### Required work
Return verbatim every line from the first line of the data below to the line that contains "130 L 5 177", inclusive, and no further.
──────── Materials provided
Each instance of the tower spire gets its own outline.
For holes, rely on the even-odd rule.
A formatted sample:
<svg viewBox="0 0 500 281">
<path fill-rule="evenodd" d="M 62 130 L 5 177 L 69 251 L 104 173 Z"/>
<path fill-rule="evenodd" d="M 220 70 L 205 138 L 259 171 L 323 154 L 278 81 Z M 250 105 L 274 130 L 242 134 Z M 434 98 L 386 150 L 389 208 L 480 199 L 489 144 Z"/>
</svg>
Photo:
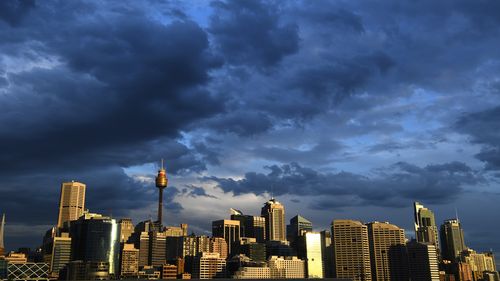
────────────────
### Answer section
Each instance of the tower spire gets its own outline.
For holes, rely on the even-odd rule.
A formatted sample:
<svg viewBox="0 0 500 281">
<path fill-rule="evenodd" d="M 62 130 L 5 177 L 69 251 L 104 173 Z"/>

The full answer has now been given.